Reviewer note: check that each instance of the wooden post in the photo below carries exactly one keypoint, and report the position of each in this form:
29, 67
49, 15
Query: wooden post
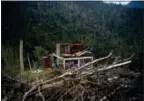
64, 64
21, 57
78, 62
29, 62
58, 52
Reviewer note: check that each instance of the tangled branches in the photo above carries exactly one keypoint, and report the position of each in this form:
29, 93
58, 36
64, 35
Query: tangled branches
83, 84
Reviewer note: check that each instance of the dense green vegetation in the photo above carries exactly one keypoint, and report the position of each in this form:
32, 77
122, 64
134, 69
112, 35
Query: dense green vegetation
102, 27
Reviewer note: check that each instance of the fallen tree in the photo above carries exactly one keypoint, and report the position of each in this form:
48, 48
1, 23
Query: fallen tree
85, 83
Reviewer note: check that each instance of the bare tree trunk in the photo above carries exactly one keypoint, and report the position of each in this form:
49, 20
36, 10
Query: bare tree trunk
21, 57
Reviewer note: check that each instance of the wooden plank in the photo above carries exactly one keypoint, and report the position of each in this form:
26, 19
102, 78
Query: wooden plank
76, 58
58, 56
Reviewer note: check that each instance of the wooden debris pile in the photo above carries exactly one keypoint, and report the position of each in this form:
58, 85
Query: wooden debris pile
85, 83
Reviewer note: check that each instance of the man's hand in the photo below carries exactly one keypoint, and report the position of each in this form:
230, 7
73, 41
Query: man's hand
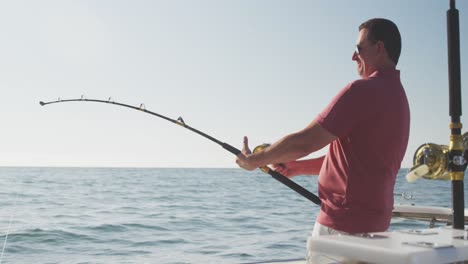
286, 169
243, 159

• What you will do: The data above must be copied exactly. Leave out the pictures.

• Response area:
Reviewer note: check that each instance of the wooden post in the photo below carries exactly one keypoint, and report the position of each in this form:
29, 67
49, 15
Query: wooden post
64, 64
21, 57
78, 62
29, 62
58, 52
Reviewer note: check that each instance of the tangled branches in the photo above carries exactly one keypoint, and report the position of each in this form:
29, 93
58, 36
64, 35
Query: tangled branches
83, 84
Reviewer note: check that each instance of the dense green vegetation in the photo above carries exactly one keypoint, and report the position of each in this form:
32, 77
122, 64
134, 69
112, 35
Query: dense green vegetation
102, 27
Reviewer note: check that each instance of the fallen tree in the photo above carries exactly one keypoint, and report the position of each in this form:
48, 48
1, 23
Query: fallen tree
85, 83
Reviewer note: check that each instance of the bare tree trunk in the photo above carries exactly one keypoint, and report the position of each in this form:
49, 20
36, 10
Query: bare tree trunk
21, 57
Reviewer note: check that each instance of the wooden plank in the photo above carries exactly one keypoint, and report the position of each in this form:
26, 19
102, 78
Query: wooden plank
76, 58
58, 56
Reviewer note: check that each instance of the wooden debris pile in the photo above carries exactly one keypoint, and report the position of each in this form:
58, 85
Query: wooden debris pile
85, 83
Reviewer note: check that each instance of the man's hand in the photo below carries exactly one keypoint, and report the position of each in this form:
230, 7
73, 41
Query: man's hand
286, 169
243, 159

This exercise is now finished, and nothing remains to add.